__TASK REQUIREMENTS__:
Please return each line of the entries below that contains the word "reflective". Case counts.

# RECORDS TO USE start

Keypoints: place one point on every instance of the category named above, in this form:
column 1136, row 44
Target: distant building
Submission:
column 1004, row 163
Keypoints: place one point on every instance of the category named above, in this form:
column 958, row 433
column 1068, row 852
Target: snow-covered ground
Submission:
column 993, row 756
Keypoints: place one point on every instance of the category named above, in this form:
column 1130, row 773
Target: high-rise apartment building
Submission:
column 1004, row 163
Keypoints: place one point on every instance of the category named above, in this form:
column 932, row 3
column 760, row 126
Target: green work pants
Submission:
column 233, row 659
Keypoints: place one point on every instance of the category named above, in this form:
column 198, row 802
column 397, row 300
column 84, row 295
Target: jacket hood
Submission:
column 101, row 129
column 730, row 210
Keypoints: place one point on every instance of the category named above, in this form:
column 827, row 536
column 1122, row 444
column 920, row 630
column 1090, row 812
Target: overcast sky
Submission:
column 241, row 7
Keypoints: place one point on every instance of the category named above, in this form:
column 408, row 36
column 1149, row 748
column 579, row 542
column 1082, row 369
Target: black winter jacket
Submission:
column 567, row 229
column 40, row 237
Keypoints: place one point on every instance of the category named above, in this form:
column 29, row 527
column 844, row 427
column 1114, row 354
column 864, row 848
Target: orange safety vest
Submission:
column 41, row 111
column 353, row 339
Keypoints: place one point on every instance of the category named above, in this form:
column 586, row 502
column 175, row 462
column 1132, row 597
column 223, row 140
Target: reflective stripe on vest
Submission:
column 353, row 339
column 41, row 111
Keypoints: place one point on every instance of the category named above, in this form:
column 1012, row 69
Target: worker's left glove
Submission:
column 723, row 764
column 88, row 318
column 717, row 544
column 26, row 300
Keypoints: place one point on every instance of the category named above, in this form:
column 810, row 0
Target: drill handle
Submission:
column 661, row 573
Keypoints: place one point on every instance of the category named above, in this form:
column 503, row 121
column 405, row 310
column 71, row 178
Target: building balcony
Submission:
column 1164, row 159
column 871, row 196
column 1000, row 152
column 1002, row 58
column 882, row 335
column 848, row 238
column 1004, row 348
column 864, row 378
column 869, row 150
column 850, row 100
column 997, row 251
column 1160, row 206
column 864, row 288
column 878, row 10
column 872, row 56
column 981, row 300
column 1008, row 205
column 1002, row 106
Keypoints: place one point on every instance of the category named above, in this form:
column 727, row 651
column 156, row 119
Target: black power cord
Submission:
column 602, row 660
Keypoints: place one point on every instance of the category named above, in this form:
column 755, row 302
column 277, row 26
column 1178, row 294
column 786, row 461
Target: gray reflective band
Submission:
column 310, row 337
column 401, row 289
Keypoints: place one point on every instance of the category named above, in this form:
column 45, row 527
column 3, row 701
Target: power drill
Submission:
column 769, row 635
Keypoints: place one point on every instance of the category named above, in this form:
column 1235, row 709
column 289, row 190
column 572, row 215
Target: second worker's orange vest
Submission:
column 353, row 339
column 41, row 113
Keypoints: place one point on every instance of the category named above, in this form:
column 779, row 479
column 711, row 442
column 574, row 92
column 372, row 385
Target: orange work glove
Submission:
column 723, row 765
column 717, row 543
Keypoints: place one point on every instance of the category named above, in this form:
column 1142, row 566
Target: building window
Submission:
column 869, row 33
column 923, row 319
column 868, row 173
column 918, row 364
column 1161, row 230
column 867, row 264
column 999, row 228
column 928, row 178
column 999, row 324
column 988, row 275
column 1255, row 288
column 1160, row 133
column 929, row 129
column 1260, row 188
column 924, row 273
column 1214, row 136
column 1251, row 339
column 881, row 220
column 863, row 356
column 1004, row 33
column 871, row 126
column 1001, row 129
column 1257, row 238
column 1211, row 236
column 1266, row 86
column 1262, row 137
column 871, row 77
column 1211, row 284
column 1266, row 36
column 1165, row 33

# RECORDS TO USE end
# RECORDS TO USE start

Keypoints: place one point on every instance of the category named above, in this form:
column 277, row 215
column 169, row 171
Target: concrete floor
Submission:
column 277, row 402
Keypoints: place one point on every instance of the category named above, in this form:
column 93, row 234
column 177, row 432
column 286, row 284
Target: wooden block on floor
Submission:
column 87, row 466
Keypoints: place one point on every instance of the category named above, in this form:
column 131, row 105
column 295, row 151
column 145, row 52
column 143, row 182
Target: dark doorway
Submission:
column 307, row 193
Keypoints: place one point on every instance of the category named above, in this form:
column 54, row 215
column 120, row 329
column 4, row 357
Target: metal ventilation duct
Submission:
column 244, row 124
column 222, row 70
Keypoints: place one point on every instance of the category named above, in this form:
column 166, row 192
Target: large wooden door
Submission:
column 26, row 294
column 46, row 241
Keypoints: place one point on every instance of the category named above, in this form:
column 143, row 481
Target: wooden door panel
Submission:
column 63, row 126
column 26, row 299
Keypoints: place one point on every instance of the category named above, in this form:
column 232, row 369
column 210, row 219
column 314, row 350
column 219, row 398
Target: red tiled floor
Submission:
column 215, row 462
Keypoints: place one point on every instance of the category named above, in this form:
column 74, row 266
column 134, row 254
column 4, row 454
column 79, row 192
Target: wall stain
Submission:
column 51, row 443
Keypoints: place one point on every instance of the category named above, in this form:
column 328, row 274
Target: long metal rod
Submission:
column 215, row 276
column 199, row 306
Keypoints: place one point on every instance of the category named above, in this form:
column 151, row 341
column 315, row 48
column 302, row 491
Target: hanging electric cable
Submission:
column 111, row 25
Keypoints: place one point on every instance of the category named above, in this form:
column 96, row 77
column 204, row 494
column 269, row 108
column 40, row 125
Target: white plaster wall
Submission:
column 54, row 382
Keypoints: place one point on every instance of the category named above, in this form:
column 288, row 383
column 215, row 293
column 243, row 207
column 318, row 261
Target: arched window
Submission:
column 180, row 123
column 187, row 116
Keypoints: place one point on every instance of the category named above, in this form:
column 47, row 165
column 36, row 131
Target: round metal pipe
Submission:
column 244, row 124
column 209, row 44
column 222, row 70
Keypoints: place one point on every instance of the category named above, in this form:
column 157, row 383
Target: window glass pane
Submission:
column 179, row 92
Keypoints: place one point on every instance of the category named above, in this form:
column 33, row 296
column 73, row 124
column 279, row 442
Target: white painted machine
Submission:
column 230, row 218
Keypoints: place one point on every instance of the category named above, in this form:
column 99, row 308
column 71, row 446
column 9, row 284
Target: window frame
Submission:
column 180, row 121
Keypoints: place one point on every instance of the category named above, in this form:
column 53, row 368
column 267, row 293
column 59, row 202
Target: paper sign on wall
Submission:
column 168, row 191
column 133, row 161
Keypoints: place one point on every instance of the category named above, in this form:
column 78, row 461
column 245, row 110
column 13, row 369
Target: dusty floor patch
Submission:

# RECORDS TO USE end
# RECORDS TO USE start

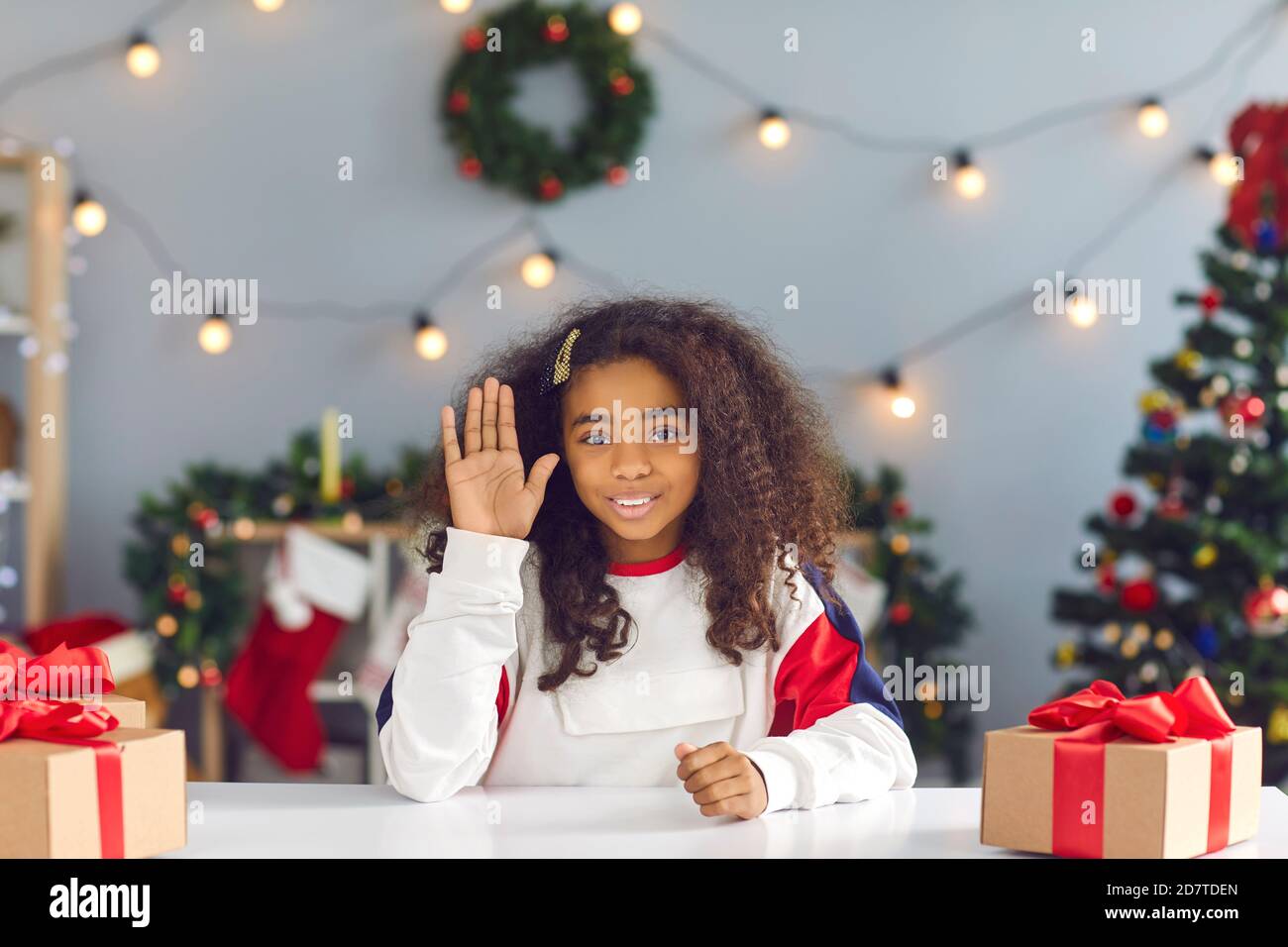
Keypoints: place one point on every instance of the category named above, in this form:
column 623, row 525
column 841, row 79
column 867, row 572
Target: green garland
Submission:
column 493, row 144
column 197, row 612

# RECORDS TO USE end

__SOLVED EXERCISE__:
Target: reflective stripe on vest
Target: gray reflective band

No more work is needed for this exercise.